Dataset entries »
-- start --
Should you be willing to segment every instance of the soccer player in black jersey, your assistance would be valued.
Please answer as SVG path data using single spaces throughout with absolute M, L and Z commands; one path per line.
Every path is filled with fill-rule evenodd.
-- end --
-- start --
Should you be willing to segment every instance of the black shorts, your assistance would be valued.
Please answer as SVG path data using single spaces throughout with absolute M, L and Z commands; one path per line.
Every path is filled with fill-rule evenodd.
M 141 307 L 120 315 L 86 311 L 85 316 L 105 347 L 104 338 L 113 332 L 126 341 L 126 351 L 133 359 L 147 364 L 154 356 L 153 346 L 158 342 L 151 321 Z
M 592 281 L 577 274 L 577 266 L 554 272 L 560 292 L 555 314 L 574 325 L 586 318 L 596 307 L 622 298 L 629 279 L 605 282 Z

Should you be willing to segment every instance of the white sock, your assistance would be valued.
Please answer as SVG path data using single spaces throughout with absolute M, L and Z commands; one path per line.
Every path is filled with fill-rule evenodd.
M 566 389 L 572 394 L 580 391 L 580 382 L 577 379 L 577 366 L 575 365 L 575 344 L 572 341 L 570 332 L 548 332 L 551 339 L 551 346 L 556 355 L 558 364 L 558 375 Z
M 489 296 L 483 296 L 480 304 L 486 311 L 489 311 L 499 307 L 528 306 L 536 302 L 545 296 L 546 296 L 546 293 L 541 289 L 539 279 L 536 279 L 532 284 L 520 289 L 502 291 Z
-- end --
-- start --
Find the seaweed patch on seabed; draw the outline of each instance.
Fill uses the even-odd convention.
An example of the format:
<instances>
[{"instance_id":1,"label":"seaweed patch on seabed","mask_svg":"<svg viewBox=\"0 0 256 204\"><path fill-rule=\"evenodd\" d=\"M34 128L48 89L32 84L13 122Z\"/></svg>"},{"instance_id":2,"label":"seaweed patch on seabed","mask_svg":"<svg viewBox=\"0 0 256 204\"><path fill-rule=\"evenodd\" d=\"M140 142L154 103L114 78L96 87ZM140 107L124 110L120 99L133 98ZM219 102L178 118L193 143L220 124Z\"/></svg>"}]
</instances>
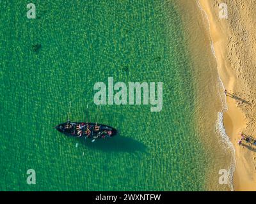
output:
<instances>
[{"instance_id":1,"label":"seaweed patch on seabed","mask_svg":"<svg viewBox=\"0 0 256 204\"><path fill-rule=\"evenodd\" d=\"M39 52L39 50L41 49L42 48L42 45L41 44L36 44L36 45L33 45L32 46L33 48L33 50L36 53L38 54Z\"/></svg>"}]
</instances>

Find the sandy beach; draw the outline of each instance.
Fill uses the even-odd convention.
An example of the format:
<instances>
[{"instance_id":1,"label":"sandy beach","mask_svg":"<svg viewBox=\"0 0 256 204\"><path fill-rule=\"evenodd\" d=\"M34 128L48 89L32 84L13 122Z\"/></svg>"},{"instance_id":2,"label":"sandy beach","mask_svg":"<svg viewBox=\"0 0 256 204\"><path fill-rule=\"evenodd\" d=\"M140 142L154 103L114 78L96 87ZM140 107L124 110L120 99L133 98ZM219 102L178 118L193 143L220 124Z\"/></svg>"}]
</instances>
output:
-- end --
Aim of the task » Scale the coordinates in the answer paths by 2.1, rounding each result to a whole number with halves rounded up. Write out every line from the line with "Should you be willing to segment every instance of the white" to the line with "M 489 296 L", both included, and keep the requests unchanged.

Exercise answer »
Should you be willing to segment every instance of the white sock, your assistance would be valued.
Please answer as SVG path data using single spaces throughout with absolute M, L and Z commands; one path per line.
Every path is filled with fill-rule evenodd.
M 1189 817 L 1201 827 L 1218 821 L 1218 802 L 1212 796 L 1212 769 L 1208 767 L 1208 722 L 1201 716 L 1197 697 L 1151 697 L 1157 712 L 1157 727 L 1168 746 L 1172 764 L 1172 788 Z
M 1027 622 L 1014 622 L 1008 638 L 1021 653 L 1027 653 L 1048 645 L 1109 643 L 1126 634 L 1145 622 L 1147 622 L 1147 615 L 1136 607 L 1132 586 L 1126 586 L 1117 596 L 1092 607 L 1054 611 Z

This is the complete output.